**Instruction:**
Return all of the lines below exactly as they are.

# # # # # # #

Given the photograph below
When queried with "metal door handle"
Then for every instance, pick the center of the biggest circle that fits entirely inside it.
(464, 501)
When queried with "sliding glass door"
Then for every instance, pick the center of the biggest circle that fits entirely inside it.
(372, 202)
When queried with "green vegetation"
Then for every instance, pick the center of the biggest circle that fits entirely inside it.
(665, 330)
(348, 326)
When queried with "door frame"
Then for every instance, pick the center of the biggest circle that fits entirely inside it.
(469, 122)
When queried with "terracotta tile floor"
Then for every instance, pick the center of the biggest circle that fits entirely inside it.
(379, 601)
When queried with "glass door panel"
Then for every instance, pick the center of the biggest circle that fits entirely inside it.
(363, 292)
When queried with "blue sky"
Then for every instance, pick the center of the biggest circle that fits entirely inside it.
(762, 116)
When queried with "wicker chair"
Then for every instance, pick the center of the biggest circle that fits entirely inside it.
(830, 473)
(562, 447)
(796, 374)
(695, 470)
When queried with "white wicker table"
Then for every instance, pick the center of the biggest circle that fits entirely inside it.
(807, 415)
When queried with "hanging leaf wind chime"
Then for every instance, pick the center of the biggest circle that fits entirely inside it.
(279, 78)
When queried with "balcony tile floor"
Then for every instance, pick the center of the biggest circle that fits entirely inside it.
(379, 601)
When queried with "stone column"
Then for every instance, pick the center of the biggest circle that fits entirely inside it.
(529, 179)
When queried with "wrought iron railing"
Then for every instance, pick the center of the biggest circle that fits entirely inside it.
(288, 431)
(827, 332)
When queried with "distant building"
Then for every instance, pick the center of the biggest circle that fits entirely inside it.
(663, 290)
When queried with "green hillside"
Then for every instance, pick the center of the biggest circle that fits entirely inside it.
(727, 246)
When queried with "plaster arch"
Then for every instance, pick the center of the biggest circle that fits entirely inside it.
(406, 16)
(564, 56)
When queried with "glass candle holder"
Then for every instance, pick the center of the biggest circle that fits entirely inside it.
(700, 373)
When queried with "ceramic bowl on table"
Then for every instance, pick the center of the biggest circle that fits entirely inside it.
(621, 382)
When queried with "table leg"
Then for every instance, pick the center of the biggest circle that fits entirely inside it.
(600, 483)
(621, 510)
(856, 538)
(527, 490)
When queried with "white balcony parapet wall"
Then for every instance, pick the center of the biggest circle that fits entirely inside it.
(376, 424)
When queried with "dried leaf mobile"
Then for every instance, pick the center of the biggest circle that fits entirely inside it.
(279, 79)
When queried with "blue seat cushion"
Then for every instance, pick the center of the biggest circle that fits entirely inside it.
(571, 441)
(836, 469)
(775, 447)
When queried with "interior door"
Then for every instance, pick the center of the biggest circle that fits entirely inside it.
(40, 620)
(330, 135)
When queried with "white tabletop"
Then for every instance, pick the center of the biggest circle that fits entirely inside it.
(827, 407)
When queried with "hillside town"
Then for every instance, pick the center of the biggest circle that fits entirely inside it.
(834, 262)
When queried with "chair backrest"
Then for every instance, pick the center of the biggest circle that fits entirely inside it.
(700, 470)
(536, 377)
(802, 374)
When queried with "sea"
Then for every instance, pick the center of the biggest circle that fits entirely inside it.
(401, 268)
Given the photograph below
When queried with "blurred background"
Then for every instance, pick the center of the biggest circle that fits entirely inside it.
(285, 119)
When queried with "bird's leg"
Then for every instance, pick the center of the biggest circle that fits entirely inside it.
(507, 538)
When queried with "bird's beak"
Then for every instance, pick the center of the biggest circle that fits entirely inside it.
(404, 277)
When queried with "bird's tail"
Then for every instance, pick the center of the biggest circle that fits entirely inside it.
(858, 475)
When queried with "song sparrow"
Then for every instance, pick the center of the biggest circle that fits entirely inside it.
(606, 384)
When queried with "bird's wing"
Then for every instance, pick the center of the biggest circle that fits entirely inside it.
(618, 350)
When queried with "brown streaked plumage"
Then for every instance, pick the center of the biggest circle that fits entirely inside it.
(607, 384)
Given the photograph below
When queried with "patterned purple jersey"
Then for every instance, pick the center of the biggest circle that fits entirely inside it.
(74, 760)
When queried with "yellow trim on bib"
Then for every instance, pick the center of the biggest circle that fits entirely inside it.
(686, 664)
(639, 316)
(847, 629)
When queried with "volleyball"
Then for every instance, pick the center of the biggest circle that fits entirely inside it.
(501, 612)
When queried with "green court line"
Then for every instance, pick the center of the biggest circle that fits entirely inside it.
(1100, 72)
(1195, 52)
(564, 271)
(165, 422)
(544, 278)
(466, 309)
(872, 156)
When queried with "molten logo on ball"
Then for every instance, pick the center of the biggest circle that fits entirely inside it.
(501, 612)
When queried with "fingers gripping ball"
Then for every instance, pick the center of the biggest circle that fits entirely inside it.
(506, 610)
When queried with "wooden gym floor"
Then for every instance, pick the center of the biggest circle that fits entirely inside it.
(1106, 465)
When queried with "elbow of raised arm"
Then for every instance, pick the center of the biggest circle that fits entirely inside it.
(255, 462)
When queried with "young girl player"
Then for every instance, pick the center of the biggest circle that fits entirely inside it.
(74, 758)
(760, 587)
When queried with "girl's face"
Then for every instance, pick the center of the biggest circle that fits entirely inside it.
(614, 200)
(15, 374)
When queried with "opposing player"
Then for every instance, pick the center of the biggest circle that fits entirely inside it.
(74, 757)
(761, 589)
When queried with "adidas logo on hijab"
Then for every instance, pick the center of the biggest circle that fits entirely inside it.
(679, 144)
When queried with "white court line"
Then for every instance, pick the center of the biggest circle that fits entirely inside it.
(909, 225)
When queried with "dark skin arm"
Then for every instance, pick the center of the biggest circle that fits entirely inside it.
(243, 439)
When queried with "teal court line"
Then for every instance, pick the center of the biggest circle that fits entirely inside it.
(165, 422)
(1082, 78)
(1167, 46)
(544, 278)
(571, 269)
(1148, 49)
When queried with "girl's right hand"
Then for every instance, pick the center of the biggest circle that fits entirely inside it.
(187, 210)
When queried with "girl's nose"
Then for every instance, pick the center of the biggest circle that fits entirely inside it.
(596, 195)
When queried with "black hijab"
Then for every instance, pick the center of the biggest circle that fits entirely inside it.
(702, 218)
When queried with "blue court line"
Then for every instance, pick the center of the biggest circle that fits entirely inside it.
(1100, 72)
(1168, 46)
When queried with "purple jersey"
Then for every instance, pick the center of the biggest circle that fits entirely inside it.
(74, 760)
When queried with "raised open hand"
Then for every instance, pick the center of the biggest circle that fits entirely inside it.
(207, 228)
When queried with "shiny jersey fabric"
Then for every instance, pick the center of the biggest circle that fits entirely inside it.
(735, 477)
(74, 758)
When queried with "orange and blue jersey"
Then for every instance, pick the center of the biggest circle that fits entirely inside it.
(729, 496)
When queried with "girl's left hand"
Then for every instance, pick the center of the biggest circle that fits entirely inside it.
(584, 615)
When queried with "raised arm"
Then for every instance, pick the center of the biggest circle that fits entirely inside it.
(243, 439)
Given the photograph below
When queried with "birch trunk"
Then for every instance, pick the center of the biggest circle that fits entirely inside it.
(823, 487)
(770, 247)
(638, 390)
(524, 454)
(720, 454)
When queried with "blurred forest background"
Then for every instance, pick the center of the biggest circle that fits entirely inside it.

# # # # # # #

**Reply:**
Given the photograph below
When queried with "metal door handle"
Then for every instance, pick the center of the biggest circle that fits entirely inside it.
(464, 501)
When queried with "sliding glass door"
Then for every instance, pick the center of the biggest circle that fits entirely inside it.
(372, 202)
When queried with "green vegetation"
Then for every instance, pick the center of the biggest circle that fits entirely inside it.
(665, 330)
(348, 326)
When queried with "door frame"
Then for every instance, pick the center of the biggest circle that fits entirely inside it.
(469, 122)
When queried with "terracotta tile floor"
Then for every instance, pick the center of the biggest circle that fits entirely inside it.
(379, 601)
When queried with "glass door panel"
Then for every instance, pick the center of the biggest circle that fits entirely inside it.
(363, 292)
When queried with "blue sky"
Then for every instance, pick the center of the biggest circle that fits entirely inside it.
(762, 116)
When queried with "wicker chair"
Then for every instance, pick the center of the biggest circle that fits entirely inside it.
(830, 473)
(562, 447)
(796, 374)
(695, 470)
When queried with "white wicker table"
Then for every instance, pick the center of the biggest circle that fits entirely inside it.
(807, 415)
When queried with "hanging leaf wind chime"
Then for every instance, pick the center of the biggest circle that fits entirely inside it.
(279, 78)
When queried with "balcony tile floor"
Then for every instance, pick the center of the biggest circle that fits entirely inside it.
(379, 601)
When queried with "stone column"
Then for every instance, pick the center of the biggest circle that fits entirely inside it.
(529, 179)
When queried with "wrought iron railing"
Then for every instance, pick the center of the biggest circle that fits entirely inside it.
(288, 431)
(827, 332)
When queried with "distant building"
Then for every instance, pick the center of the biggest circle that fits entirely inside it.
(663, 290)
When queried with "green hillside"
Then for every instance, pick the center of the biggest circle that fits entirely inside it.
(727, 246)
When queried with "plaster arch"
Then for every instance, pick the center of the biggest circle that fits entirely inside it.
(406, 16)
(564, 56)
When queried with "glass candle holder"
Then for every instance, pick the center of the biggest circle that fits entirely inside it.
(700, 373)
When queried with "ceramic bowl on table"
Then for every instance, pick the center of the biggest circle that fits entirely inside it.
(621, 382)
When queried with "table leg"
Then for every instance, pick the center of the biggest circle that fits entirely inside it.
(600, 483)
(621, 510)
(856, 538)
(527, 490)
When queried with "white balcony parapet wall"
Then for every instance, pick the center of the biggest circle that fits entirely inside it.
(376, 424)
When queried with "dried leaf mobile"
Then for every instance, pick the center of the biggest circle that fits entirely inside it.
(279, 79)
When queried with "blue seat cushion"
Then for every instance, pick the center of the biggest circle that fits entirely inside it.
(571, 441)
(836, 469)
(775, 447)
When queried with "interior door"
Then for every instance, pick the center of the biggest circle that fits entirely inside it.
(40, 620)
(330, 135)
When queried with "white tabletop"
Then for every instance, pick the center of the biggest circle that fits entirely inside it.
(827, 407)
When queried with "hillside town"
Then for every instance, pick the center of the biggest circle that fits entirely inside it.
(834, 262)
When queried with "chair backrest"
Then for every instance, pick the center of the biggest circle that fits entirely inside it.
(700, 470)
(536, 377)
(802, 374)
When queried with "sea"
Then for every instance, pick the center of the biggest circle that fits entirely inside it.
(401, 268)
Given the photograph below
When queried with "blurred background"
Then for every instance, pick the center of the biggest circle that fits entirely inside it.
(285, 119)
When queried with "bird's leg"
Then for every instance, pick the center of the biggest circle that fits entirely inside it.
(507, 538)
When queried with "bird's beak"
Then for every instance, pick the center of the biggest circle that fits entirely inside it.
(404, 277)
When queried with "bird's tail"
Then for every instance, pick the center of the biggest circle that fits entirely inside it.
(858, 475)
When queried with "song sparrow"
Then for every instance, pick the center of the biggest circle that fits entirely inside it.
(606, 384)
When queried with "bird's wing"
Then for every instance, pick the center of the biggest circle that fits entirely inside it.
(618, 350)
When queried with "brown streaked plumage"
Then for every instance, pick the center of the biggest circle that fits entirely inside it.
(607, 384)
Given the photograph below
When queried with "patterned purple jersey"
Then for every instance, pick the center of the biggest circle that fits entirely inside it.
(74, 760)
When queried with "yellow trim on bib"
Then for every instance, pick the center of the biggest circle that fits entirely inside it.
(686, 664)
(639, 316)
(847, 629)
When queried with "volleyball"
Then for every instance, pick the center of the biggest circle that fits entirely inside it.
(501, 612)
When queried with "green court line"
Then for every instance, pick the center of the biggest circle that fits entirely inside it.
(1100, 72)
(1195, 52)
(564, 271)
(165, 422)
(544, 278)
(466, 309)
(872, 156)
When queried with "molten logo on ball"
Then for every instance, pick the center of the biggest circle that fits entirely inside it.
(501, 612)
When queried with "fingers gripping ball"
Then for every instance, pick the center of the biggest circle that fits entirely inside it.
(506, 610)
When queried with "wooden gym floor"
Then for every instance, pick the center of the biggest circle that fits entirely inside it.
(1106, 465)
When queried with "elbow of raised arm"
Then for every instance, pick the center of the biggest circle that fits entirely inside it.
(255, 462)
When queried with "young girl player"
Then for every instance, pick the center of the biggest circle that fits entirely inside it.
(74, 758)
(760, 587)
When queried with "girl's face"
Then for every instance, pick the center of the biggest circle that fits entirely inside it.
(614, 200)
(15, 374)
When queried with "opposing player"
Then for every instance, pick the center of the biggest circle that fits entirely inside it.
(74, 757)
(761, 589)
When queried with "adidas logo on hijab"
Then for every instance, pick the center of the biggest circle that fits entirely inside it.
(679, 144)
When queried with "white court line"
Then for every instance, pick the center of the biggest circle that fits entirely inside it.
(909, 225)
When queried with "dark skin arm"
Then for every instance, pick the center of the biggest circle that fits entirely inside it.
(243, 439)
When queried with "teal court line"
Then for every instance, pick the center of the biggest circle that fits entirely inside it.
(165, 422)
(1082, 78)
(1167, 46)
(544, 278)
(571, 269)
(1148, 49)
When queried with "girl's right hand"
Then for every instance, pick the center of the biggest circle that fits entirely inside it.
(187, 210)
When queried with "girl's nose"
Then for every instance, pick the center of the biggest circle that fits entirely inside it.
(596, 195)
When queried with "black hijab"
Then for every instance, pick the center of the biggest circle that fits entirely inside it.
(702, 218)
When queried with "blue court line"
Then for every instance, pick the center of the biggest circle that fits entirely inside it.
(1100, 72)
(1168, 46)
When queried with "purple jersey"
Then for every instance, pick the center of the biggest circle that fits entirely inside it.
(74, 760)
When queried with "raised open hand"
Then for every instance, pick the center of the biggest circle that fits entirely inside it.
(207, 228)
When queried with "shiny jersey fabric"
Then for every instance, pick the center of the biggest circle that fits entirely inside it.
(735, 477)
(74, 758)
When queried with "orange and blue jersey"
Then for every instance, pick the center of the biggest circle that fits entirely inside it.
(729, 496)
When queried with "girl's left hand"
Then for every instance, pick the center of the biggest circle that fits entirely inside it.
(584, 615)
When queried with "raised arm"
Then for every instance, pick the center of the biggest circle that fits entirely inside it.
(243, 439)
Given the photograph below
When queried with "birch trunk"
Then for every instance, pick the center of the biggest circle that fits entirely inside it.
(823, 487)
(770, 247)
(638, 390)
(524, 454)
(720, 454)
When queried with "blurred forest background"
Then for every instance, pick the center of the biggest circle that fits entirely inside it.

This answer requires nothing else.